Study text section start

Physical Activity and the Immune System
Edited by: Temi Toba-Oluboka
Immune System Overview:
The immune system is a large network of organs, cells and proteins that work together to protect you from foreign invaders (bacteria, viruses, parasites, and fungi) that cause infection, illness and disease.
Certain lifestyle changes can boost your immune system and help you avoid illness including smoking cessation, weight loss, healthy eating, exercising regularly, and maintaining proper hygiene.
Regular exercise can result in better sleep, improved moods, lower stress levels, and increased circulation of immune cells in your body — all factors that contribute to a healthy immune system.
Does exercise boost the immune system? Exercise stimulates cellular immunity Performing aerobic exercise at a moderate to vigorous intensity for an average of 30–45 minutes a day can stimulate cellular immunity by increasing the recruitment and circulation of the immune system’s defensive cells. This helps your body better prepare for a future infection by detecting it earlier.
Exercise raises body temperature
The brief rise in body temperature during and right after exercise may prevent bacteria from growing. This temperature rise may help the body fight infection better and is similar to what happens when you have a fever.

Study text section end

Action item A:
Using the text on physical activity and the immune system, say whether each statement agrees with it: (i) aerobic exercise for an average of 30–45 minutes a day can stimulate cellular immunity; (ii) the rise in body temperature from exercise lasts for several hours; (iii) weight loss is named as a lifestyle change that can boost the immune system. For each, answer yes or no and quote the words from the text that decide it.
Action item B:
Proceed with the text on physical activity and the immune system, picking up right after its last sentence.

Entries provided section start

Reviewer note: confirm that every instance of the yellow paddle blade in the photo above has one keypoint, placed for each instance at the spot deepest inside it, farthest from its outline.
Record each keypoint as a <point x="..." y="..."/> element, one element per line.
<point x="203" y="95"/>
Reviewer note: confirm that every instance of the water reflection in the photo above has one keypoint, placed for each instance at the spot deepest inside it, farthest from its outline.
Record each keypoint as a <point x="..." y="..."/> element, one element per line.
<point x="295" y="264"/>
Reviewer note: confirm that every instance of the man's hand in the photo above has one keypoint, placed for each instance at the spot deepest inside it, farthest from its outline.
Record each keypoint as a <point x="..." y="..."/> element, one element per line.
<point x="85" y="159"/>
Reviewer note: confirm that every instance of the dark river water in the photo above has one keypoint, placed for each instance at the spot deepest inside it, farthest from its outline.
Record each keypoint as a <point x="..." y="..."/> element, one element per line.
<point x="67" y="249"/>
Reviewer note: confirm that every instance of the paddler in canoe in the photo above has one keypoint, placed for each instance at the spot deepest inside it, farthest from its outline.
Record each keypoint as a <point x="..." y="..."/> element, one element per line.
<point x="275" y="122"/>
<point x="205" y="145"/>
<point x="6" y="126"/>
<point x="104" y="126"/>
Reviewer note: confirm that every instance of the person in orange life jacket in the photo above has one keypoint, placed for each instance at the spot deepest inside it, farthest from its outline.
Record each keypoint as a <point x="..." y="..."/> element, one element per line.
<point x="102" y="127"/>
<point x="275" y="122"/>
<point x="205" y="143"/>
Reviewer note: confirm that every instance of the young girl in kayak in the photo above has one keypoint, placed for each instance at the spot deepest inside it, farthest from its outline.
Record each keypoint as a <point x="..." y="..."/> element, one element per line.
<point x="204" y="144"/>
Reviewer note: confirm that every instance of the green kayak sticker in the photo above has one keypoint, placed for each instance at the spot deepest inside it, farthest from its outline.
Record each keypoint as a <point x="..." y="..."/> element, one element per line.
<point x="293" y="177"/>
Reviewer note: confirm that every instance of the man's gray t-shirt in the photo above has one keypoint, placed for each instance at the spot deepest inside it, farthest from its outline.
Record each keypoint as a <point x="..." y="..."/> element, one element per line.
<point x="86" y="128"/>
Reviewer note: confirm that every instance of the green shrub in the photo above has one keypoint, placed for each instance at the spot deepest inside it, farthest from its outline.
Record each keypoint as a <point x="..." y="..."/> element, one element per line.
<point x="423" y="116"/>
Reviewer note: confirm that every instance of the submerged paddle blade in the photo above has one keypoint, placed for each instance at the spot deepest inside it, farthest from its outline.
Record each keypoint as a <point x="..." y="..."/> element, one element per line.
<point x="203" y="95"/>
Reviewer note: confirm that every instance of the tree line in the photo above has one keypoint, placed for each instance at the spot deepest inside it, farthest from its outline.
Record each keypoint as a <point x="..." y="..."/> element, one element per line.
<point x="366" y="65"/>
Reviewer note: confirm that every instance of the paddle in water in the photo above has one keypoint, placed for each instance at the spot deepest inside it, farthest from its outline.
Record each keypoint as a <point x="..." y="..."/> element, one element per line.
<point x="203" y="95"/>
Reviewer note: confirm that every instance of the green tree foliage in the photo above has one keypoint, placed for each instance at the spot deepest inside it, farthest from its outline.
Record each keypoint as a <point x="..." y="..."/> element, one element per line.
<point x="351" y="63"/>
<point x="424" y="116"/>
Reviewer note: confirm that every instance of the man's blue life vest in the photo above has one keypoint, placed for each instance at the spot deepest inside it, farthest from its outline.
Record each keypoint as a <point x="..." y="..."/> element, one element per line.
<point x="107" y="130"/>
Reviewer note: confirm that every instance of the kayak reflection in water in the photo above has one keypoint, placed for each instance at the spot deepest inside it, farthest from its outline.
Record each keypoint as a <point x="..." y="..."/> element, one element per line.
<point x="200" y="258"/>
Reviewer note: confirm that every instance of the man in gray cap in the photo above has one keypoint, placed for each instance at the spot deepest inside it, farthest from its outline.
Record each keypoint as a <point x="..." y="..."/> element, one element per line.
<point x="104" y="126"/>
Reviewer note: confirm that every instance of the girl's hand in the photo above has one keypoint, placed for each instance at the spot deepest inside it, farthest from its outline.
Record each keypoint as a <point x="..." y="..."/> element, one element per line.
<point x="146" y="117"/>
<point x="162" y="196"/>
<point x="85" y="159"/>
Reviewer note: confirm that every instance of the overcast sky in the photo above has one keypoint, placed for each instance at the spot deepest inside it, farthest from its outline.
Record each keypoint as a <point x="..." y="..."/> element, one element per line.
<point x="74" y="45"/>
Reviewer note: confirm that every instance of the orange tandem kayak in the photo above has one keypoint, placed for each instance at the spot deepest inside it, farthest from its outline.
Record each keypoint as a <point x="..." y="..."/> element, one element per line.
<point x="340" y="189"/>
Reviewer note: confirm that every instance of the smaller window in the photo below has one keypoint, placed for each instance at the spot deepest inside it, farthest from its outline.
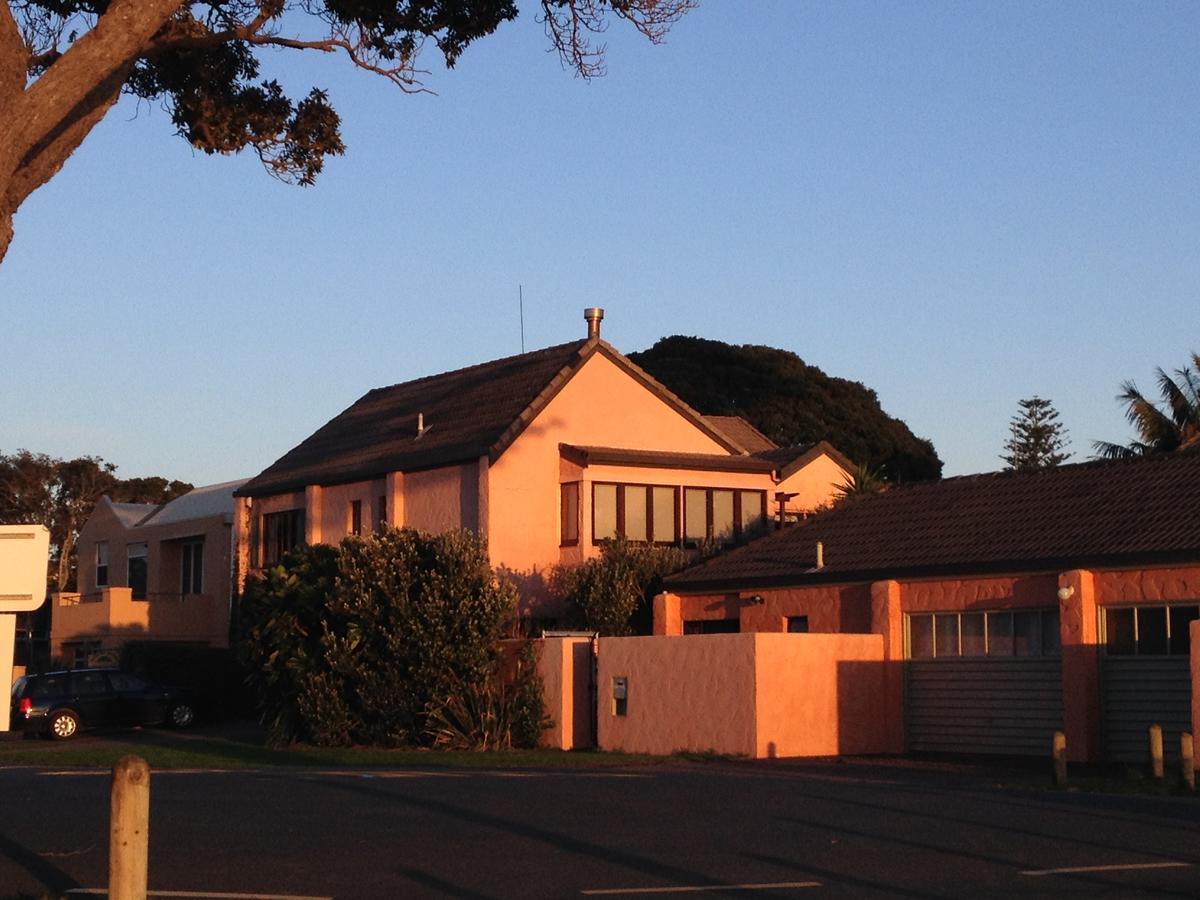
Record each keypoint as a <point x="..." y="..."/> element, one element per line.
<point x="102" y="564"/>
<point x="711" y="627"/>
<point x="192" y="568"/>
<point x="569" y="498"/>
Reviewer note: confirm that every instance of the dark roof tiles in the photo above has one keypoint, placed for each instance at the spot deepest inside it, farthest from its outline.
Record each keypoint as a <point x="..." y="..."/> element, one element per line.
<point x="1071" y="515"/>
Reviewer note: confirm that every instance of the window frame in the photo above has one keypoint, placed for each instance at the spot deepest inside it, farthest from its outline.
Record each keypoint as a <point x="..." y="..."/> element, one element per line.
<point x="191" y="567"/>
<point x="649" y="513"/>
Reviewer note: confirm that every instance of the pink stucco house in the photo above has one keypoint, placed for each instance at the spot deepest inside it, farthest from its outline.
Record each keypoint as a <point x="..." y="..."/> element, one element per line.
<point x="547" y="455"/>
<point x="149" y="571"/>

Entries provided section end

Expected output A:
(i) Yes: "Performing aerobic exercise at a moderate to vigorous intensity for an average of 30–45 minutes a day can stimulate cellular immunity"
(ii) No: "The brief rise in body temperature during and right after exercise may prevent bacteria from growing."
(iii) Yes: "Certain lifestyle changes can boost your immune system and help you avoid illness including smoking cessation, weight loss, healthy eating, exercising regularly, and maintaining proper hygiene."

Expected output B:
Exercise helps you sleep better
Regular physical activity can contribute to better overall sleep quantity and quality. Some research points to a higher risk of infection due to a reduction in antibodies and the production of inflammatory cytokines in people with a modest amount of sleep loss.
Exercise decreases risk of heart disease, diabetes, and other diseases
Exercise can reduce cardiovascular risk factors, prevent or delay development of type 2 diabetes, increase HDL (good) cholesterol, and lower resting heart rate. Having one or more of these conditions may make it more difficult for your immune system to ward off infections and viral illnesses.
Exercise decreases stress and other conditions such as depression
Moderate-intensity exercise can slow down the release of stress hormones while positively influencing the neurotransmitters in the brain that affect mood and behavior. According to some research, ongoing stress and depression can lead to a low chronic inflammation status that favors infections, diseases, and other illnesses.
Should you exercise when you’re sick?
Exercising while sick may make you feel worse or delay recovery, especially if you’re running a fever or experiencing severe symptoms.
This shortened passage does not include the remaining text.